-- TEXTAUSZUG --
----------------

Es geht um die große Liebe zu Irina, von der NETZ-Gründungsmitglied Perikles Monioudis in seiner Geschichte „Zwei Tage“ schreibt. Sie spielt in Bosnien und zeigt den Horror und die Lächerlichkeit bei den ersten freien Wahlen dort. Der Schweizer Autor als routinierter, augenzwinkernder Wahlbeobachter. Monioudis ist es auch, der das diesjährige Treffen in das Literarische Colloquium zu Berlin einberufen hat. Das NETZ hat somit zwei organisatorische Standbeine: die Metropole des deutschen Sprachraums und das im Schweizer Toggenburg gelegene Kaff Ebnat-Kappel.

„Das soll eine Spannung zeigen, in der wir leben“, sagt Monioudis, dessen jüngster Roman „Deutschlandflug“ diesen Herbst beim Berlin-Verlag erschienen ist. Das NETZ verbindet Großstadt und Dorf, die Sehnsucht nach Ruhm mit der Notwendigkeit des ungestörten Arbeitens. NETZ ist ein quantenmechanisches Phänomen: Gleichzeitig soll Rummel entstehen und vermieden werden.

----------------

-- GEGEBENE ANGABEN --
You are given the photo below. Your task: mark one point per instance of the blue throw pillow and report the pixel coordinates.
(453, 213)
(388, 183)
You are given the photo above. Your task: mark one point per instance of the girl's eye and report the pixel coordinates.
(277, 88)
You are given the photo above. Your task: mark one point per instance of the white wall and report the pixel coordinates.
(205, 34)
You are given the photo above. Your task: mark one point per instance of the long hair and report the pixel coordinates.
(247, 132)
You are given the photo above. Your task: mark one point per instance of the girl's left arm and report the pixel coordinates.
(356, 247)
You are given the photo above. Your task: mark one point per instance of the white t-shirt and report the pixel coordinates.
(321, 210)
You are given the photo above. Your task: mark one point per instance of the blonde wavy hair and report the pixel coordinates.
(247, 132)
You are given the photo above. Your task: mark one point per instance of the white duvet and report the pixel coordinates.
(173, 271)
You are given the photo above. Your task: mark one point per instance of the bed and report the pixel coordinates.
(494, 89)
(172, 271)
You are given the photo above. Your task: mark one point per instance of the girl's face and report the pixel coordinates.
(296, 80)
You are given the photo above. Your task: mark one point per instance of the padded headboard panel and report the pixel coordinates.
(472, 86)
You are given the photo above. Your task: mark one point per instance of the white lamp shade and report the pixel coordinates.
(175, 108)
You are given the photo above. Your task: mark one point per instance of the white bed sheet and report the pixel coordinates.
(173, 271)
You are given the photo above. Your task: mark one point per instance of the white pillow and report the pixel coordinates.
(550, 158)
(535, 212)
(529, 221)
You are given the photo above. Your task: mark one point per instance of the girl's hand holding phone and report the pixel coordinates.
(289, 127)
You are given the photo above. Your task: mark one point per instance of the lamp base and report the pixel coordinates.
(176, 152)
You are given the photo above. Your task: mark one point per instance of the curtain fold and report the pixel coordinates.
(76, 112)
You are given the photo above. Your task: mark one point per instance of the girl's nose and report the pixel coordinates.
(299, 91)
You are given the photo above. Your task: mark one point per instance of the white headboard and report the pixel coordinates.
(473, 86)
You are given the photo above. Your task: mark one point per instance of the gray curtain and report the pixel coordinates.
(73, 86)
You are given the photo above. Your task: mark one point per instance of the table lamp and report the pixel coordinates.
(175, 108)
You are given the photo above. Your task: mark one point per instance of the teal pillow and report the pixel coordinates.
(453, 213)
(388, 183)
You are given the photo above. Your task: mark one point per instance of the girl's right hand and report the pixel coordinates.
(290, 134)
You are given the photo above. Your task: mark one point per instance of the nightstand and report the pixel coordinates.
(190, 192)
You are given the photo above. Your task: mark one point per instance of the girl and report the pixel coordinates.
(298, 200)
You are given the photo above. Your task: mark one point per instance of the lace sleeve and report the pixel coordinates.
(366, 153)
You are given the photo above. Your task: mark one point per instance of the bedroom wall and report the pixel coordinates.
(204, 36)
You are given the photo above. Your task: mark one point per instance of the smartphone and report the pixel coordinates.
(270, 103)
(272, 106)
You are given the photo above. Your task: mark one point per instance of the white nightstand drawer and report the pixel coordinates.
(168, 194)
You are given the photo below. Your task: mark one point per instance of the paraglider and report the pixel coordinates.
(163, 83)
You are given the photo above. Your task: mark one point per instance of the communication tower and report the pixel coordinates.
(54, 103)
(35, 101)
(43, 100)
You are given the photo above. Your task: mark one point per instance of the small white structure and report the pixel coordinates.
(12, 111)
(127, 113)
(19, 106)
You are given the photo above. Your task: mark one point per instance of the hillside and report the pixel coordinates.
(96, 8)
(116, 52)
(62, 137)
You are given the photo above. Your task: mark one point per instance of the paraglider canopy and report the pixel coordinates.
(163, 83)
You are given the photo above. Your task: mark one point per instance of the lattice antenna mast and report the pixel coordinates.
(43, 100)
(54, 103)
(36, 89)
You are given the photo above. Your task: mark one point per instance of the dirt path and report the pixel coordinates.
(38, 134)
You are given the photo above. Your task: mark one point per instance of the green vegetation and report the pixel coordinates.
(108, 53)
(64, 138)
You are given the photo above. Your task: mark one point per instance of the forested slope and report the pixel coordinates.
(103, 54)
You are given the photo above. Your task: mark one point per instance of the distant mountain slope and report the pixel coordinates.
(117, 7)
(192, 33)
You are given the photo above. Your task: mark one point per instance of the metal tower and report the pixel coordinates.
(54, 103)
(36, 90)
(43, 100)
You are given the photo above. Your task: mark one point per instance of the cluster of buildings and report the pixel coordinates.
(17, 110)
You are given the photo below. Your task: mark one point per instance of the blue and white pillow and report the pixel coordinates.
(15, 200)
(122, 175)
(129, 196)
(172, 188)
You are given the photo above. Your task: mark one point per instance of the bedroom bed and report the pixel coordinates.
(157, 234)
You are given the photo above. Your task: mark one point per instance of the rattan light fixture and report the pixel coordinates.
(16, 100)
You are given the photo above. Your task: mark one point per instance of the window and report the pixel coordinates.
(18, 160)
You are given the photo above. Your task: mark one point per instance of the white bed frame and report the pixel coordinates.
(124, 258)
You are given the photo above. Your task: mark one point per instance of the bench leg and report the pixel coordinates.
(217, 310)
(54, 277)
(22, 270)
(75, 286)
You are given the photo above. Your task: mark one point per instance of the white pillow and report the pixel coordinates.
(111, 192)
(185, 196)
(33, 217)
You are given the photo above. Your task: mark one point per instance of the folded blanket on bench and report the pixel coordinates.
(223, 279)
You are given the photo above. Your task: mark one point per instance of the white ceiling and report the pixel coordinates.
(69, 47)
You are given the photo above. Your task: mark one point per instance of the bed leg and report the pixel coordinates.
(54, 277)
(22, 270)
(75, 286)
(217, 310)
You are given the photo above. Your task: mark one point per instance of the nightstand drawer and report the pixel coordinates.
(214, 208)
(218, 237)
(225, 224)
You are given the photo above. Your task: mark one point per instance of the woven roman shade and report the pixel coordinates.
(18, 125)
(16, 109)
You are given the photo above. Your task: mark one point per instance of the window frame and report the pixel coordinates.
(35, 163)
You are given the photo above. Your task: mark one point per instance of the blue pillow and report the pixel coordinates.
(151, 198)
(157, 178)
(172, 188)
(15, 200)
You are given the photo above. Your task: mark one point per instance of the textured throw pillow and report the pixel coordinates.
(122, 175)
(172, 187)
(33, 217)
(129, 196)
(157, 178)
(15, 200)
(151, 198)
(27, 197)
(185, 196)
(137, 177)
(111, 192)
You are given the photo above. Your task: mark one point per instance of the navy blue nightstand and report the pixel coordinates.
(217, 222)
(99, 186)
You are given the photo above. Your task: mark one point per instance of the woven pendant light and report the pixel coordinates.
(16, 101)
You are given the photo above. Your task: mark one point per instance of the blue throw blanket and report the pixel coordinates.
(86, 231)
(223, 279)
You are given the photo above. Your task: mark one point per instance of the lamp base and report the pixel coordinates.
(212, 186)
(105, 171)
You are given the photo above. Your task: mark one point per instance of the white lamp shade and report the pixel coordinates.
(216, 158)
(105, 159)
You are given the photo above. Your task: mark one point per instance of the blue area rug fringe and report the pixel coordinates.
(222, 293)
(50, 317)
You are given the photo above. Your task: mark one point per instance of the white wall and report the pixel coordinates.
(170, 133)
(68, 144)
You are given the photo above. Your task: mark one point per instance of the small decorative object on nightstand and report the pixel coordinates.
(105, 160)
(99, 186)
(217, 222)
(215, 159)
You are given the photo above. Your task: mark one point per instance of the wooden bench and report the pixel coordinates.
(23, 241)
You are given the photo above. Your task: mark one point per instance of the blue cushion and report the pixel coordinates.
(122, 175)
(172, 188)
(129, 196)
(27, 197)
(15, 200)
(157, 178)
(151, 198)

----------------

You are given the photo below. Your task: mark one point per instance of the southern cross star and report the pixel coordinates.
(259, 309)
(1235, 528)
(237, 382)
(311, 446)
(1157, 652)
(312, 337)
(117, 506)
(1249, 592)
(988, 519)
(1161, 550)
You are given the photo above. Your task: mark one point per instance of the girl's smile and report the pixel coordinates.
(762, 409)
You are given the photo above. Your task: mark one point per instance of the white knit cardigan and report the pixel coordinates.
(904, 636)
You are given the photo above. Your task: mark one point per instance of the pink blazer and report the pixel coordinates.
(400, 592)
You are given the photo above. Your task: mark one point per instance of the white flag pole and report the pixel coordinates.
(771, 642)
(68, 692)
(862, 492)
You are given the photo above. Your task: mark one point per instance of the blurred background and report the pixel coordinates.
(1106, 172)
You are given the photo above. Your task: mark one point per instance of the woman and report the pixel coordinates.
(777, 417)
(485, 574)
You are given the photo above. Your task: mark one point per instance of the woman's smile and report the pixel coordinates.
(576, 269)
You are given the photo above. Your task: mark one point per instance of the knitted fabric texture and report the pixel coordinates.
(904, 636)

----------------

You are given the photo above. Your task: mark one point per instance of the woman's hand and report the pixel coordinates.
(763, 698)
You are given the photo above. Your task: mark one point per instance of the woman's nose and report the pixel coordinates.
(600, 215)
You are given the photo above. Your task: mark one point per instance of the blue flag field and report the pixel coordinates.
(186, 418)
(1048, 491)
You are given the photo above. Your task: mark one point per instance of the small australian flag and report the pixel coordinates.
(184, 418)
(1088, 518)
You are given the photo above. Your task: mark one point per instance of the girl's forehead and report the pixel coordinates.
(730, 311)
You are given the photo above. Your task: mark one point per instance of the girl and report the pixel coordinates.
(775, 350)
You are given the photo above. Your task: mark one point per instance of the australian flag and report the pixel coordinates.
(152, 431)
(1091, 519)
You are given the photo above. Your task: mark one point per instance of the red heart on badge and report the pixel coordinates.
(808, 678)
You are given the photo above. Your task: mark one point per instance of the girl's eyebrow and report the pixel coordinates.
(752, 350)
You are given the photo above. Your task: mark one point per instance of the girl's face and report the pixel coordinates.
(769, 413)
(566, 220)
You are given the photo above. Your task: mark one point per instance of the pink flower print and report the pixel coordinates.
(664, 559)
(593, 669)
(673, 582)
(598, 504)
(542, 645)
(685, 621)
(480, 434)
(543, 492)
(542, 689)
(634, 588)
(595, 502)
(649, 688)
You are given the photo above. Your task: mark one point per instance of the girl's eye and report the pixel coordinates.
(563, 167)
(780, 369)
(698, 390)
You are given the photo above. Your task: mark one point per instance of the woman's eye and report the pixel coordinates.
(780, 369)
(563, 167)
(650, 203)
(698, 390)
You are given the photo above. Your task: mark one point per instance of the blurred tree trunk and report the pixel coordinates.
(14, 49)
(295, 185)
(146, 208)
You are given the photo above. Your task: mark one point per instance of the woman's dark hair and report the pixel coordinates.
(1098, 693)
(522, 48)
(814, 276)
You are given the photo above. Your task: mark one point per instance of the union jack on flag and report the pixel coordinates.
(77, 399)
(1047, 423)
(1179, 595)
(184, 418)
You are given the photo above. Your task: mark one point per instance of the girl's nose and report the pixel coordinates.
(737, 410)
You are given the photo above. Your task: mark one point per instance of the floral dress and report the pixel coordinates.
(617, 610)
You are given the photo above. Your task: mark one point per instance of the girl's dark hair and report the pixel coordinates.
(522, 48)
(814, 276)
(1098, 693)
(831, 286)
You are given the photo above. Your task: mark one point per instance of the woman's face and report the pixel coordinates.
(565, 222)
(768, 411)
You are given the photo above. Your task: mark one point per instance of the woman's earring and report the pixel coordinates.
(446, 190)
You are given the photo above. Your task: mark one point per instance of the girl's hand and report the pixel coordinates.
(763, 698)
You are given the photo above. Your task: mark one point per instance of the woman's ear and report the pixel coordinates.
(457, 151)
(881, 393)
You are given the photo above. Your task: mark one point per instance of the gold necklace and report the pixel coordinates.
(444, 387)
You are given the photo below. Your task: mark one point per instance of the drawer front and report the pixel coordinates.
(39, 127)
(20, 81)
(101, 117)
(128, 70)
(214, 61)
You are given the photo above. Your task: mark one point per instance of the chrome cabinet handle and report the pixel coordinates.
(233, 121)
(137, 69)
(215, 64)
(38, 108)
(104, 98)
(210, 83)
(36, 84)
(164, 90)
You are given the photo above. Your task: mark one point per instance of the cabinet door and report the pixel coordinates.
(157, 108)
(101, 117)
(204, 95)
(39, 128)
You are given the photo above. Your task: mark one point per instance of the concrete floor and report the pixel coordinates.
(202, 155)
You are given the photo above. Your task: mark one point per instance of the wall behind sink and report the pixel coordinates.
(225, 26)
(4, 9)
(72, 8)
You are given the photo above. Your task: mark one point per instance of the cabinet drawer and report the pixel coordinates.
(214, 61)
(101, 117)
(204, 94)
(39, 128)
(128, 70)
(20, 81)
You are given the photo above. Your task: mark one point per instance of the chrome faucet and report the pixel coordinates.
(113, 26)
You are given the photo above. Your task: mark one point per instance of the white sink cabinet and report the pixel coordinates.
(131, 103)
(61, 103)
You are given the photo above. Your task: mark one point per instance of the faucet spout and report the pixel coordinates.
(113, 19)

----------------

-- AUFGABEN --
(A) Beantworte diese Fragen zum Textauszug:
(i) In welchem Land spielt die Geschichte „Zwei Tage“?
(ii) Wo liegt das Kaff Ebnat-Kappel?
(iii) Bei welchem Verlag ist der Roman „Deutschlandflug“ erschienen?
(B) Wiederhole aus dem Textauszug wortgetreu die Passage zwischen „Es geht um die“ und „gelegene Kaff Ebnat-Kappel.“, beide eingeschlossen.

-- LÖSUNGEN --
(A)
(i) In Bosnien
(ii) Im Schweizer Toggenburg
(iii) Beim Berlin-Verlag

(B)
Es geht um die große Liebe zu Irina, von der NETZ-Gründungsmitglied Perikles Monioudis in seiner Geschichte „Zwei Tage“ schreibt. Sie spielt in Bosnien und zeigt den Horror und die Lächerlichkeit bei den ersten freien Wahlen dort. Der Schweizer Autor als routinierter, augenzwinkernder Wahlbeobachter. Monioudis ist es auch, der das diesjährige Treffen in das Literarische Colloquium zu Berlin einberufen hat. Das NETZ hat somit zwei organisatorische Standbeine: die Metropole des deutschen Sprachraums und das im Schweizer Toggenburg gelegene Kaff Ebnat-Kappel.